Stored data

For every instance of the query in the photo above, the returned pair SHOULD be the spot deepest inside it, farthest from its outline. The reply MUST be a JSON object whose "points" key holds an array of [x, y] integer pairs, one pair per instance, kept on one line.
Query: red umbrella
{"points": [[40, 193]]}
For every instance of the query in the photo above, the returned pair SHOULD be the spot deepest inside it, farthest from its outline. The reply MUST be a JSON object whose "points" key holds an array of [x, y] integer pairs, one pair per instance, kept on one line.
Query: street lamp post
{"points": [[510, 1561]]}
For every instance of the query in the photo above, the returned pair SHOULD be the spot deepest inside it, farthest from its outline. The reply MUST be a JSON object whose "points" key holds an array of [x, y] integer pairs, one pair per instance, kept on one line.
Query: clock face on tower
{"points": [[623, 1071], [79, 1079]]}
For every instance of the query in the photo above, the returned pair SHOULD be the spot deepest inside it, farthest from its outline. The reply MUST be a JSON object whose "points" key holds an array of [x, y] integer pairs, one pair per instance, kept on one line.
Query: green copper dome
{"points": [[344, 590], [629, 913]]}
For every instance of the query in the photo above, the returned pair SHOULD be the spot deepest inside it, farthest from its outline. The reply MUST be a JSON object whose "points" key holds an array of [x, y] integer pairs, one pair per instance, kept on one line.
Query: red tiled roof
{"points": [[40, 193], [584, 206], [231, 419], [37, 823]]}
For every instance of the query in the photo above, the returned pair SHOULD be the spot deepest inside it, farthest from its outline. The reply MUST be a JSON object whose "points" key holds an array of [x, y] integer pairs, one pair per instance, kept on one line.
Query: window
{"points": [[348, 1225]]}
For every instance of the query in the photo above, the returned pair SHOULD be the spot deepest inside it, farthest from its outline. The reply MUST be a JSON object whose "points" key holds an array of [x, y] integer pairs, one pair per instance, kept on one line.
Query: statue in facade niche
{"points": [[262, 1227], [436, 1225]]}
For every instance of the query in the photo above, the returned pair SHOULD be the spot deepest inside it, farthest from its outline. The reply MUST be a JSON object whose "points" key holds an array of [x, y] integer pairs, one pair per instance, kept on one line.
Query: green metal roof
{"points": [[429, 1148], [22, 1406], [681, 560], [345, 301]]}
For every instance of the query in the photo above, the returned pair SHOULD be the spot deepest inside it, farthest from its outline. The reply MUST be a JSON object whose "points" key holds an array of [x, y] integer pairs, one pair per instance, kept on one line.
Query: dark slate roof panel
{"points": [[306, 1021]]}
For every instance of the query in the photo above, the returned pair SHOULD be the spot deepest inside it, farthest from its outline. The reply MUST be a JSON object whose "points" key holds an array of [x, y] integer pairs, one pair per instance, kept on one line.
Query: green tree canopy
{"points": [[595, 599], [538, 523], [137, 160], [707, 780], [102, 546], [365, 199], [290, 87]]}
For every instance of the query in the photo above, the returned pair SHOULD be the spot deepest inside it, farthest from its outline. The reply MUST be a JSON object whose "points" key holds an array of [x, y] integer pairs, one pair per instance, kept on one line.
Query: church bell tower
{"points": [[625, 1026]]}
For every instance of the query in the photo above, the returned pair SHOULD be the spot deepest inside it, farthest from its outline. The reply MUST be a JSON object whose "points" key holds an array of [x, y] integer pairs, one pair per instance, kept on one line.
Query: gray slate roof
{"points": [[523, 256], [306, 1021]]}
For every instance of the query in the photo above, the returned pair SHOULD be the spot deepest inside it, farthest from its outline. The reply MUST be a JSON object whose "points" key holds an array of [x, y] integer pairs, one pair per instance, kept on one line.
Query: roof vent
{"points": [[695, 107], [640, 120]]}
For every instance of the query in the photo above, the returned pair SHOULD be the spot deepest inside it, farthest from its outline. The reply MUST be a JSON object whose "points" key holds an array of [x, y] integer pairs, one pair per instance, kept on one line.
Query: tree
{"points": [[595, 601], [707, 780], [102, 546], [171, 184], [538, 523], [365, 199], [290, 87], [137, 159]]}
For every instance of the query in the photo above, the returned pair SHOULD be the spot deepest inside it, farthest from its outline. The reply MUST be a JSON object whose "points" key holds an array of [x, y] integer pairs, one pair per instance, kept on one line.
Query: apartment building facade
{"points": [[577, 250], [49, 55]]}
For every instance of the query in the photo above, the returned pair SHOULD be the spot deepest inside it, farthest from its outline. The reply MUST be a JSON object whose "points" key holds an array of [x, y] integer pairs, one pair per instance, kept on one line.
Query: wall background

▶ [Task objective]:
Write out the lines above again, substituting "whole-number pairs" for every occurrence of "integer pairs" and leaving everything else the same.

▶ [Task output]:
For every instance of the query in the photo above, the returned pair SHOULD be the spot deepest inside it, farthest from its outline. The reply MUST be a JSON object whose "points" key holds an array of [x, y] whole-number pairs, one pair per instance, kept on one line.
Query: red umbrella
{"points": [[40, 193]]}
For every instance of the query in the photo above, the returned pair SHOULD be the spot deepest inside it, farthest from its outline. The reply MUST be a JSON object whose "points" key holds an array of [x, y] whole-number pairs, one pair per instance, kept on one line.
Query: street lamp post
{"points": [[510, 1561]]}
For every instance of the query in the photo above, the returned pair SHOULD be the spot deepest inside it, farthest from its outline. The reply MUST be a JSON object whose "points" key holds an array of [x, y] whole-number pairs, one pair per instance, kept on one line.
Query: clock face on tower
{"points": [[623, 1071], [79, 1079]]}
For every instance of the query in the photo above, the returned pair SHOULD be the spot deepest inside it, farthest from its outline. The reply MUST be a JSON object whose "points" key holds an array of [x, y] whole-number pairs, one pair per instance, kept on one line.
Query: green copper dome
{"points": [[344, 590], [629, 913]]}
For every instance of the query in the photo above, the returned pair SHOULD be the spot deepest inside it, farthest from its outline. The reply MUST be a JSON object whose "points" key holds an array of [x, y] whole-number pairs, one pair per instance, kept on one line.
Query: red tiled roof
{"points": [[40, 193], [584, 206], [231, 419], [37, 823]]}
For every instance of the query in the photo above, the returned pair SHOULD be the spot deepest inside it, farthest from its outline. The reply MUST be a JSON object whose "points" key holds an array of [x, y] whole-number pairs, one pair per instance, kept on one line.
Query: window
{"points": [[348, 1225]]}
For every instance of the query in the photo above, the returned pair SHOULD be the spot deepest inside it, farthest from its outline. The reply MUST be a JSON object whose "points" key holds an array of [x, y] whole-number pairs, one pair per instance, kept on one line.
Query: statue in facade niche
{"points": [[262, 1227], [436, 1225]]}
For every instance of the query in the photo above, the returned pair SHOULD be the spot deepest inside it, farthest from its outline. The reply MUST be a JSON object whose "points" key holds an array of [x, y] whole-number pairs, one pair per instance, kept on one line.
Query: green metal roof
{"points": [[429, 1148], [22, 1406], [681, 560], [345, 301]]}
For every instance of the query in the photo above, the returned pair SHOULD be the spot deepest inside it, farthest from its outline. The reply MUST be a JSON object whose "points" key holds an array of [x, y] whole-number pairs, one pair per instance, kept on one line.
Query: dark slate roof panel
{"points": [[306, 1021]]}
For every instance of the query in the photo above, the returned pair SHOULD be the spot deepest inside it, farthest from its outline. The reply MUST be a JSON object whose "points" key holds an array of [x, y] whole-number pairs, one pair per instance, kept on one line.
Query: green tree canopy
{"points": [[595, 599], [538, 523], [137, 160], [707, 780], [102, 546], [365, 199], [290, 87]]}
For every instance of the query in the photo above, the returned pair SHOULD be the spot deepest inside it, farthest from its outline. The reply MUST be a JSON object whose "points" key holds an array of [x, y] whole-number pairs, one pair per instance, kept on one line.
Query: church bell tower
{"points": [[625, 1026]]}
For every instance of the query in the photo above, the returned pair SHOULD be the spot deepest inside it, farthest from its outline. The reply MUST be a JSON object whose "points" key holds an array of [x, y] whole-number pairs, one pair per instance, kept on one line.
Query: gray slate roof
{"points": [[523, 256], [306, 1021]]}
For every instance of the query in the photo above, the returned pair SHOULD be the spot deepest inside it, farthest from its outline. The reply MUST be a JSON object whose "points" key holds an array of [x, y] whole-number pairs, one pair per instance, kept on one line.
Query: roof vent
{"points": [[695, 107], [640, 120]]}
For every instance of the query in the photo above, the returned pair SHOULD be the spot deepest inside it, farthest from its outline. The reply MUST be a JSON object whose "points" key holds an array of [x, y] whole-number pairs, one pair per instance, kept on one line.
Query: tree
{"points": [[595, 601], [707, 780], [102, 546], [171, 184], [538, 523], [365, 199], [290, 87], [137, 159]]}
For every instance of the query in the photo above, the returned pair SHOULD be the spot deepest inside it, farthest from its outline. The reply MUST be a JSON object whose "points" key holds an array of [x, y] whole-number pairs, one pair per instance, kept on one line.
Query: apartment building facade
{"points": [[577, 250], [49, 55]]}
For every instance of the query in the photo above, the returned pair SHOULD be the spot deepest inside it, farthest from its outline. The reply MUST be a JSON object whose "points" key holds an array of [x, y] whole-number pairs, one pair per instance, kept on one line.
Query: wall background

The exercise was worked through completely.